- [Brief]: For the admissions conversation below, decide whether each statement agrees with it: (a) Mike would rather see a stronger application sent in early December than a weaker one sent in September; (b) Dave adds several points of his own to Mike's answer about differentiating; (c) Mike calls schools' average LSAT scores the biggest myth today. Answer yes or no for each and quote the words from the conversation that decide it.

Mike: I like the first part of this question, because the answer is in the question. Who you are. So there's interviews, there's optional essays. And David and I have a book coming out, I don’t want to overly talk about it, but we talk a ton in this book, the PowerScore/Spivey Consulting Admissions Bible, about differentiating. And the definition of who you are is different than anyone else on the planet. So you can differentiate in letters of rec, essays, interviews, visits, how you email, how you talk on the phone, how you communicate, your EQ… what you don't say on Reddit, that can be reverse engineered by a Dean of Admission to know that it's you bad talking their school. There’s hundreds of thousands of ways to differentiate.
Dave: Yeah, I don't have much to add to that because I think that's 100% accurate.
All right, next question, “How much of an impact does when you apply have on your chances? Is earlier always better? Or is there no substantive difference until a certain point?”
Mike: Yeah, so Dean Z — she and I talk from time to time, and she's been in admissions for longer than I have — and she had a great Instagram about someone who had applied two years in a row. They were not admitted the first year; they were admitted the second year. They applied in like — I don't know, you'll see the Instagram, but they applied earlier the second year. And then Dean Z says, “And this did not matter.” There's no difference for the vast majority of schools — and there's nuance, so please know that I'm not saying there's never any difference. But you always would rather get your better application in by November, December, early December, than your worse application in in September. And anyone that says otherwise is wrong, and I mean that. And I hate absolutes, but categorically, if they're telling you you have to apply by September, there's an ulterior motive. The motive might just be that they sound like they know what they're talking about. It might be someone on Reddit, I mean, the amount of false information — there was a question, you know, “How do I detect bad information?” There's tons of bad information, because sometimes people want to put bad information out there because they're competing with you. And I have two podcasts, and Dave, you and I were talking about this, I have two podcasts on how to detect bad information.
Just realize that the biggest myth today, which is why we're also going to talk about why so many application cycles are now front loaded more and more, but the biggest myth used to be the schools average LSAT scores. So that myth finally has gone away, and it was going to give me a heart attack at like 45. And then so now the biggest myth is you have to apply September-October, you get this bump. No. When you look at that, it's really confusing correlation and causation. What I mean by that is, qualitatively, applicants in September tend to be the strongest. If you apply in September, most often than not, you don't have to retake the LSAT, you have your best LSAT. You've been probably taking the LSAT, you might have retakes. But you've been prepping your app, preparing your app doing your application all summer, if not longer than all summer. And likely, if you had those scores, that great application, highly likely if you applied in November, your outcomes would be the same.

- [Extracted data]:
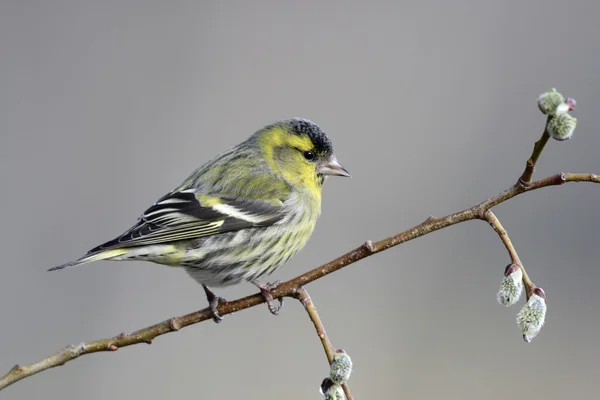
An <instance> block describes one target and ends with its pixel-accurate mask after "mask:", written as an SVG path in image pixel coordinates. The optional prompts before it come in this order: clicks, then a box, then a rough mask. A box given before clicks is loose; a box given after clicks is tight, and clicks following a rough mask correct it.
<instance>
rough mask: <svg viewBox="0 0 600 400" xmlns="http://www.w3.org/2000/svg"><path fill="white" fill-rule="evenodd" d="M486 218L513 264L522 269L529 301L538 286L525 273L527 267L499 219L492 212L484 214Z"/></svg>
mask: <svg viewBox="0 0 600 400" xmlns="http://www.w3.org/2000/svg"><path fill="white" fill-rule="evenodd" d="M484 218H485V220H486V221H487V222H488V223H489V224H490V225H491V226H492V228H494V230H495V231H496V233H497V234H498V236H500V239H501V240H502V243H504V247H506V250H508V254H509V256H510V259H511V261H512V263H513V264H515V265H517V266H518V267H519V268H520V269H521V272H522V273H523V285H524V286H525V291H526V294H527V299H529V297H531V293H532V292H533V289H535V287H536V286H535V284H534V283H533V281H532V280H531V279H530V278H529V275H527V271H525V267H524V266H523V263H522V262H521V259H520V258H519V255H518V254H517V251H516V250H515V247H514V246H513V244H512V242H511V240H510V237H508V233H507V232H506V229H504V227H503V226H502V224H501V223H500V220H499V219H498V217H496V216H495V215H494V213H493V212H492V211H491V210H487V211H486V212H485V213H484Z"/></svg>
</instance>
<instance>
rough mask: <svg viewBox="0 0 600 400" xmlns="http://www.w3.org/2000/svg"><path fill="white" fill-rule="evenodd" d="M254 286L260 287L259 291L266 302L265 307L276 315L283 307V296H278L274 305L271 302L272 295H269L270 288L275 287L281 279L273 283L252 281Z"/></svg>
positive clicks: (270, 289) (272, 295)
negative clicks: (268, 309)
mask: <svg viewBox="0 0 600 400" xmlns="http://www.w3.org/2000/svg"><path fill="white" fill-rule="evenodd" d="M252 283H253V284H254V286H256V287H257V288H259V289H260V293H261V294H262V295H263V297H264V299H265V301H266V302H267V307H268V308H269V311H270V312H271V314H273V315H278V314H279V310H280V309H281V307H283V297H280V298H278V299H277V300H278V301H279V305H275V303H274V302H273V300H274V299H273V295H271V290H273V289H275V288H276V287H277V286H279V285H280V284H281V281H276V282H273V283H261V282H256V281H255V282H252Z"/></svg>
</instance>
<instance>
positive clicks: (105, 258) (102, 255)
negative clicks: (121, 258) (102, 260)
mask: <svg viewBox="0 0 600 400" xmlns="http://www.w3.org/2000/svg"><path fill="white" fill-rule="evenodd" d="M128 251H129V249H112V250H101V251H96V252H93V253H88V254H86V255H85V256H83V257H81V258H78V259H77V260H75V261H71V262H68V263H66V264H62V265H59V266H57V267H54V268H50V269H49V270H48V271H58V270H60V269H65V268H71V267H77V266H79V265H83V264H87V263H91V262H94V261H100V260H107V259H110V258H113V257H117V256H120V255H122V254H125V253H127V252H128Z"/></svg>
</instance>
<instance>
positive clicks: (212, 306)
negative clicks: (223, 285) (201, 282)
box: [202, 285, 227, 324]
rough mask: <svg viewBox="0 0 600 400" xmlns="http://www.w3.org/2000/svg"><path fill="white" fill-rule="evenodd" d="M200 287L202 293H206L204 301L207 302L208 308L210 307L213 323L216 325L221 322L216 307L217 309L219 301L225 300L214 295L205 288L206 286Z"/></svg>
mask: <svg viewBox="0 0 600 400" xmlns="http://www.w3.org/2000/svg"><path fill="white" fill-rule="evenodd" d="M202 287H203V288H204V293H206V300H208V306H209V307H210V311H211V313H212V317H213V321H215V322H216V323H217V324H218V323H219V322H221V321H223V317H221V316H220V315H219V311H217V307H219V303H220V302H221V301H223V302H226V301H227V300H225V298H223V297H219V296H217V295H216V294H214V293H213V292H212V291H211V290H210V289H209V288H208V287H206V285H202Z"/></svg>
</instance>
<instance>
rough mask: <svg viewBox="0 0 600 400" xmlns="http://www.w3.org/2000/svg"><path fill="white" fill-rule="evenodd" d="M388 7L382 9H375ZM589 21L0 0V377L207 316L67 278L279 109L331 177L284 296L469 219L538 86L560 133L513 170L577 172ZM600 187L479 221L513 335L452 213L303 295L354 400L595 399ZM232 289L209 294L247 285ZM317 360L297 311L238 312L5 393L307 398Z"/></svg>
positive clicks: (473, 228)
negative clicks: (519, 286) (343, 268)
mask: <svg viewBox="0 0 600 400" xmlns="http://www.w3.org/2000/svg"><path fill="white" fill-rule="evenodd" d="M390 3H391V2H390ZM599 11H600V5H599V4H598V3H597V2H596V1H593V0H590V1H587V2H586V1H569V2H564V1H527V2H523V1H503V2H501V1H452V2H448V1H444V0H439V1H421V2H415V1H403V2H396V4H394V5H391V4H389V3H388V2H383V1H381V2H375V1H372V2H368V3H367V2H363V3H362V4H360V3H359V2H355V3H353V4H349V2H330V3H328V4H324V3H323V2H320V1H312V2H309V1H305V2H302V4H301V3H300V2H291V1H290V2H265V1H262V2H242V1H238V2H226V1H212V2H198V1H196V2H194V1H187V2H186V1H170V2H164V1H137V2H136V1H102V2H99V1H81V0H73V1H52V2H48V1H28V0H4V1H2V2H1V3H0V56H1V59H2V61H1V62H0V132H1V142H0V174H1V175H0V183H1V185H2V188H3V189H2V196H1V200H0V205H1V207H0V220H1V221H2V229H1V231H0V238H1V240H0V254H2V273H1V276H0V304H1V305H2V308H1V309H2V312H1V314H0V318H1V320H2V328H1V330H0V343H1V345H0V369H1V370H2V371H1V372H0V373H4V372H5V371H8V369H10V367H12V366H13V365H14V364H15V363H24V364H25V363H31V362H34V361H37V360H38V359H40V358H43V357H45V356H48V355H50V354H51V353H53V352H55V351H57V350H59V349H60V348H62V347H64V346H66V345H68V344H71V343H75V344H77V343H80V342H81V341H84V340H92V339H98V338H102V337H107V336H112V335H115V334H118V333H120V332H122V331H127V332H129V331H132V330H135V329H138V328H141V327H144V326H147V325H150V324H153V323H155V322H159V321H161V320H163V319H166V318H168V317H171V316H175V315H181V314H184V313H187V312H191V311H194V310H196V309H199V308H203V307H205V306H206V302H205V298H204V294H203V292H202V289H201V287H200V286H199V285H197V284H196V283H195V282H194V281H192V280H191V279H189V278H188V276H187V275H186V274H185V273H184V272H183V271H174V270H172V269H168V268H164V267H161V266H158V265H154V264H150V263H142V262H131V263H109V262H101V263H96V264H92V265H89V266H86V267H81V268H79V269H76V270H69V271H65V272H62V273H47V272H46V269H47V268H49V267H52V266H54V265H57V264H61V263H63V262H66V261H69V260H71V259H73V258H75V257H78V256H80V255H82V254H83V253H85V252H86V251H87V250H88V249H90V248H91V247H93V246H95V245H97V244H99V243H100V242H103V241H105V240H108V239H112V238H113V237H114V236H115V235H117V234H120V233H122V232H123V231H124V230H125V229H126V228H128V227H129V226H130V225H131V224H132V223H134V222H135V220H136V218H137V217H138V215H139V214H140V213H141V212H142V211H143V210H144V209H145V208H146V207H148V206H150V205H151V204H152V203H153V202H154V201H155V200H156V199H157V198H158V197H160V196H162V195H163V194H164V193H166V192H167V191H169V190H171V189H172V188H173V187H175V186H176V185H178V184H179V183H180V182H181V181H182V180H183V179H184V178H185V177H186V176H187V174H189V173H190V172H191V171H192V170H193V169H194V168H195V167H196V166H197V165H199V164H200V163H202V162H204V161H206V160H207V159H209V158H210V157H212V156H213V155H215V154H216V153H218V152H220V151H223V150H225V149H227V148H229V147H231V146H233V145H235V144H236V143H238V142H240V141H242V140H244V139H245V138H246V137H247V136H248V135H250V134H251V133H253V132H254V131H255V130H257V129H258V128H260V127H262V126H263V125H265V124H267V123H270V122H273V121H275V120H278V119H282V118H288V117H293V116H303V117H306V118H309V119H312V120H314V121H315V122H317V123H318V124H320V125H321V126H322V127H323V129H325V130H326V131H327V132H328V133H329V135H330V137H331V138H332V140H333V142H334V144H335V147H336V152H337V154H338V157H339V159H340V161H341V162H342V163H343V164H344V165H345V166H346V167H347V168H348V169H349V170H350V171H351V173H352V175H353V178H352V179H351V180H342V179H331V180H330V181H328V184H327V185H326V188H325V193H324V200H323V216H322V218H321V220H320V223H319V224H318V226H317V229H316V231H315V233H314V236H313V237H312V239H311V241H310V242H309V244H308V245H307V247H306V248H305V250H304V251H302V252H301V253H300V255H298V256H296V257H295V258H294V259H293V260H292V261H291V262H290V263H289V264H288V265H287V268H284V269H283V270H281V271H280V272H278V273H277V274H276V275H275V276H274V277H272V279H288V278H291V277H293V276H296V275H298V274H300V273H302V272H304V271H307V270H308V269H310V268H313V267H315V266H317V265H319V264H321V263H323V262H326V261H328V260H330V259H332V258H334V257H336V256H338V255H340V254H342V253H343V252H345V251H347V250H350V249H351V248H353V247H355V246H357V245H360V244H361V243H362V242H364V240H366V239H372V240H379V239H382V238H384V237H386V236H389V235H391V234H394V233H397V232H399V231H401V230H404V229H407V228H409V227H411V226H413V225H414V224H417V223H419V222H421V221H423V220H424V219H425V218H426V217H427V216H428V215H430V214H432V215H435V216H442V215H444V214H447V213H450V212H454V211H458V210H460V209H462V208H465V207H468V206H470V205H472V204H475V203H477V202H479V201H481V200H484V199H486V198H487V197H489V196H492V195H494V194H496V193H497V192H499V191H501V190H503V189H505V188H506V187H508V186H509V185H511V184H512V183H514V182H515V180H516V179H517V177H518V176H519V174H520V173H521V171H522V169H523V166H524V162H525V160H526V159H527V157H528V156H529V154H530V152H531V148H532V145H533V142H534V141H535V140H537V139H538V138H539V136H540V133H541V130H542V127H543V123H544V117H543V116H542V115H541V114H540V112H539V111H538V110H537V107H536V104H535V100H536V97H537V95H538V94H539V93H541V92H543V91H545V90H546V89H549V88H551V87H557V88H558V89H559V90H560V91H561V92H562V93H564V94H565V95H569V96H573V97H575V98H576V99H577V100H578V109H577V112H576V113H575V115H576V116H577V117H578V118H579V126H578V128H577V132H576V133H575V136H574V138H573V139H572V140H570V141H568V142H565V143H558V142H555V141H553V142H551V143H549V146H548V148H547V150H546V151H545V152H544V154H543V156H542V159H541V162H540V166H539V169H538V173H539V174H538V175H537V176H538V177H542V176H546V175H550V174H552V173H556V172H560V171H566V172H596V173H600V161H599V160H598V148H599V146H600V136H599V135H598V128H597V126H596V125H597V123H596V121H595V119H596V118H597V116H598V110H599V108H600V84H599V81H598V71H600V57H599V55H598V54H600V40H598V39H599V33H600V28H598V16H599ZM599 190H600V187H598V186H594V185H591V184H569V185H567V186H563V187H560V188H550V189H544V190H541V191H537V192H534V193H530V194H526V195H524V196H520V197H518V198H516V199H513V200H511V201H510V202H508V203H505V204H502V205H501V206H499V207H497V209H496V213H497V215H498V216H499V218H500V219H501V221H502V222H503V224H504V225H505V227H506V228H507V230H508V231H509V233H510V234H511V236H512V239H513V241H514V242H515V245H516V247H517V250H518V251H519V254H520V255H521V258H522V260H523V262H524V263H525V265H526V267H527V270H528V272H529V273H530V275H531V276H532V278H533V279H534V281H535V282H536V283H537V284H538V285H539V286H541V287H543V288H544V289H545V290H546V293H547V295H548V304H549V312H548V317H547V323H546V326H545V328H544V329H543V330H542V333H541V334H540V335H539V336H538V338H536V339H535V340H534V341H533V342H532V343H531V344H526V343H524V342H523V340H522V339H521V336H520V334H519V330H518V328H517V326H516V324H515V315H516V313H517V311H518V309H519V307H520V306H516V307H512V308H510V309H506V308H504V307H501V306H499V305H498V304H496V301H495V295H496V290H497V288H498V286H499V284H500V280H501V278H502V273H503V270H504V267H505V265H506V264H507V263H508V262H509V258H508V256H507V254H506V251H505V250H504V248H503V246H502V244H501V243H500V241H499V239H498V237H497V236H496V235H495V234H494V232H493V231H492V230H491V229H490V228H489V227H488V226H486V225H485V224H484V223H482V222H469V223H466V224H462V225H459V226H455V227H452V228H450V229H447V230H444V231H441V232H437V233H434V234H432V235H429V236H427V237H425V238H420V239H418V240H416V241H414V242H409V243H406V244H404V245H402V246H400V247H397V248H394V249H392V250H389V251H386V252H385V253H383V254H380V255H377V256H374V257H371V258H368V259H366V260H364V261H361V262H360V263H358V264H355V265H353V266H351V267H348V268H346V269H344V270H342V271H340V272H338V273H336V274H334V275H330V276H328V277H326V278H325V279H322V280H319V281H318V282H315V283H313V284H311V285H310V286H309V287H308V289H309V292H310V294H311V295H312V298H313V300H314V301H315V303H316V305H317V307H318V309H319V311H320V313H321V316H322V318H323V320H324V322H325V324H326V327H327V330H328V333H329V335H330V337H331V340H332V341H333V343H334V345H335V346H337V347H343V348H344V349H346V350H347V351H348V352H349V354H350V355H351V356H352V359H353V361H354V363H355V370H354V373H353V375H352V378H351V380H350V382H349V383H350V386H351V388H352V391H353V393H354V396H355V397H356V398H357V399H382V398H402V399H417V398H419V399H421V398H423V399H427V398H434V397H442V396H443V398H460V399H479V398H482V397H483V398H486V399H504V398H507V397H511V398H517V397H521V396H526V397H527V398H529V399H565V398H573V397H575V396H588V397H592V398H593V397H595V396H596V395H597V393H598V391H599V389H600V380H598V373H599V361H598V360H599V359H600V349H599V347H598V343H597V336H598V333H597V331H598V329H599V328H600V313H599V312H598V311H597V306H598V304H600V294H599V293H598V291H597V290H596V282H597V280H598V278H600V269H599V267H598V263H599V261H600V256H599V255H598V252H597V244H598V224H599V222H600V217H599V215H598V211H597V203H598V202H597V196H598V194H599ZM254 292H255V289H254V288H253V287H252V286H251V285H249V284H244V285H241V286H238V287H234V288H227V289H225V290H223V289H222V290H220V291H219V292H218V293H219V294H220V295H222V296H225V297H227V298H229V299H235V298H237V297H239V296H243V295H247V294H251V293H254ZM327 372H328V367H327V363H326V361H325V356H324V354H323V351H322V348H321V345H320V343H319V341H318V339H317V337H316V336H315V334H314V330H313V327H312V324H311V323H310V321H309V320H308V318H307V316H306V314H305V312H304V310H303V309H302V307H301V306H300V304H298V303H297V302H295V301H292V300H289V301H287V304H286V306H285V308H284V309H283V311H282V313H281V315H280V316H279V317H273V316H271V315H270V314H269V312H268V311H267V310H266V308H265V307H256V308H252V309H250V310H246V311H244V312H240V313H238V314H237V315H234V316H229V317H226V319H225V321H224V322H223V323H222V324H220V325H216V324H213V323H203V324H200V325H196V326H193V327H190V328H187V329H184V330H182V331H181V332H179V333H176V334H170V335H167V336H163V337H161V338H159V339H157V340H156V341H155V342H154V344H153V345H152V346H146V345H138V346H134V347H130V348H127V349H123V350H120V351H118V352H116V353H110V354H108V353H104V354H97V355H91V356H86V357H83V358H81V359H79V360H76V361H74V362H72V363H69V364H67V365H66V366H64V367H61V368H56V369H53V370H50V371H47V372H44V373H42V374H40V375H37V376H34V377H31V378H29V379H27V380H25V381H22V382H19V383H18V384H16V385H14V386H12V387H10V388H8V389H7V390H6V391H3V392H2V393H1V394H0V397H1V398H7V399H32V398H40V397H42V396H44V397H48V398H61V399H84V398H85V399H89V400H94V399H111V398H114V399H130V398H145V399H164V398H178V397H180V398H199V399H234V398H239V397H240V396H241V395H243V396H244V398H251V399H283V398H285V399H303V400H304V399H318V398H319V394H318V392H317V388H318V386H319V384H320V382H321V379H322V378H323V377H324V376H325V375H326V374H327Z"/></svg>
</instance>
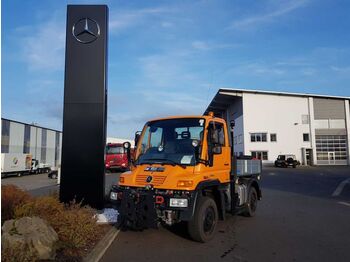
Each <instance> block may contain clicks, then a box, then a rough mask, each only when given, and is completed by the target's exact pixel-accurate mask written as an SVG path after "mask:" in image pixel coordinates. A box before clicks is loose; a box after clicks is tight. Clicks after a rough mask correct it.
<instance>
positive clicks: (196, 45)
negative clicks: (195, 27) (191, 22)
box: [192, 41, 210, 50]
mask: <svg viewBox="0 0 350 262" xmlns="http://www.w3.org/2000/svg"><path fill="white" fill-rule="evenodd" d="M192 47H193V48H194V49H198V50H209V49H210V47H209V45H208V44H207V43H206V42H203V41H194V42H192Z"/></svg>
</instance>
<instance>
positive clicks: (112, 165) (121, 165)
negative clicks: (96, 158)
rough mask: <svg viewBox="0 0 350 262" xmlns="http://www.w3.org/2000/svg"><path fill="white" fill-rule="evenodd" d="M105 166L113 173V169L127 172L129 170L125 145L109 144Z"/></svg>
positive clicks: (109, 170)
mask: <svg viewBox="0 0 350 262" xmlns="http://www.w3.org/2000/svg"><path fill="white" fill-rule="evenodd" d="M105 166H106V170H107V171H111V170H112V169H119V170H123V171H125V170H127V169H128V168H129V164H128V157H127V152H126V150H125V149H124V147H123V144H119V143H108V144H107V146H106V160H105Z"/></svg>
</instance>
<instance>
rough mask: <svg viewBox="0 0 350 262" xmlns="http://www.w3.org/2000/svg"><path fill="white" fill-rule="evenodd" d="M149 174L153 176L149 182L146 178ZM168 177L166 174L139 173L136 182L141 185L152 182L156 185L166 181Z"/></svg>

- [Result of the exercise]:
(a) Yes: "you always would rather get your better application in by November, December, early December, than your worse application in in September."
(b) No: "I don't have much to add to that because I think that's 100% accurate."
(c) No: "the biggest myth used to be the schools average LSAT scores" and "now the biggest myth is you have to apply September-October, you get this bump."